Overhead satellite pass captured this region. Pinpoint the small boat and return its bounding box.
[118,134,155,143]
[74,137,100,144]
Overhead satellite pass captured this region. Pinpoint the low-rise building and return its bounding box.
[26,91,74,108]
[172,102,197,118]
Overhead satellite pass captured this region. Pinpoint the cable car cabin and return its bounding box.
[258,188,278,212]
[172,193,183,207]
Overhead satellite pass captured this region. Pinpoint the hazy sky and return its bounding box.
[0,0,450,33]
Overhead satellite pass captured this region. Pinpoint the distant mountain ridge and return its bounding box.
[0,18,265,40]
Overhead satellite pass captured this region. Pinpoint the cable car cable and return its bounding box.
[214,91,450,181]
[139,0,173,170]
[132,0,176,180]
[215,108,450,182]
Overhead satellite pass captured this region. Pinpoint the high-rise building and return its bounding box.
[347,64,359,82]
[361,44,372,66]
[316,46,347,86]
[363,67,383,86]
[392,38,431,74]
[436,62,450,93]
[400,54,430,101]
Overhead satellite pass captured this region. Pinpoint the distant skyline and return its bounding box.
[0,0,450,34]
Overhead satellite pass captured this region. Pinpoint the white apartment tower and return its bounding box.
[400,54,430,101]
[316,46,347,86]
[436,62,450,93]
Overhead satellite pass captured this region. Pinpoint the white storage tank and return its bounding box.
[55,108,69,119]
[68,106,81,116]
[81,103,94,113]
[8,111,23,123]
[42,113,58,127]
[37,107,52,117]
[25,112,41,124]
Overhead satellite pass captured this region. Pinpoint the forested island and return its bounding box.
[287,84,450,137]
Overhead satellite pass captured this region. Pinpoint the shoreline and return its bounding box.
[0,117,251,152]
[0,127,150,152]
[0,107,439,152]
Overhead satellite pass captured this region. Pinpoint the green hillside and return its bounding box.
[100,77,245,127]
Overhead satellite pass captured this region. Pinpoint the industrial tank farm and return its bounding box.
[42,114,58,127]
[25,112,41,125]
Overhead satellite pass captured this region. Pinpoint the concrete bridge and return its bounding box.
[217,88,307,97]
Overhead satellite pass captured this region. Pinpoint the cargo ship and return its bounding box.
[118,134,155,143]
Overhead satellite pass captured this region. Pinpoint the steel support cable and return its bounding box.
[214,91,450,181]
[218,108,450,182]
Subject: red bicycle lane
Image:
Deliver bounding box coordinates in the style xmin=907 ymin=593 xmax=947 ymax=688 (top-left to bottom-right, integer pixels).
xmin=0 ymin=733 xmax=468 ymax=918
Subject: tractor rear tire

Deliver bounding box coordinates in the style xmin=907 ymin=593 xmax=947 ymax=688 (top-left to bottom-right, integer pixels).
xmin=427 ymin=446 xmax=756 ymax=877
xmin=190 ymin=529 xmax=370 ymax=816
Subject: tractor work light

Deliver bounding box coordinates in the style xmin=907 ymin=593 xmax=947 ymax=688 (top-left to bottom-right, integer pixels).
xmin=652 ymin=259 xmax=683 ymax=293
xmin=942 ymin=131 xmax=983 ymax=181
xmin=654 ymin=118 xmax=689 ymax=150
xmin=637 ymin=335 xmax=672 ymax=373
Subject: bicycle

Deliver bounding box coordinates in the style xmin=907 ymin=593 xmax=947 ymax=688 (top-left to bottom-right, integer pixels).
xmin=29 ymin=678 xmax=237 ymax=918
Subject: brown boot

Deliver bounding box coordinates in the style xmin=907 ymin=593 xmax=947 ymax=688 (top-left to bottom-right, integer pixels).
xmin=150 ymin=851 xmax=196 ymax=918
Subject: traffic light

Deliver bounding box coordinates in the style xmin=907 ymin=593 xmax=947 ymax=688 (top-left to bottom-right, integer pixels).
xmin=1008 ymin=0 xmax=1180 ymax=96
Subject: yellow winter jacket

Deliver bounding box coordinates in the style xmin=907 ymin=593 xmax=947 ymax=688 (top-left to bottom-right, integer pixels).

☆ ☆ ☆ ☆ ☆ ☆ ☆

Reproduce the records from the line containing "Subject: bicycle" through the line containing "xmin=150 ymin=851 xmax=196 ymax=918", requests included, scaling every bounding box coordinate in the answers by 1.2 and rounding to whole numbers, with halves rounded up. Keep the numbers in the requests and their format samples unchanged.

• [Exercise answer]
Subject: bicycle

Deliver bounding box coordinates in the style xmin=907 ymin=593 xmax=947 ymax=688 (top-left to bottom-right, integer pixels).
xmin=35 ymin=814 xmax=284 ymax=1102
Subject: brown boot

Deliver bounding box coordinates in the style xmin=907 ymin=593 xmax=947 ymax=688 (top-left to bottom-right, integer pixels).
xmin=180 ymin=1021 xmax=235 ymax=1102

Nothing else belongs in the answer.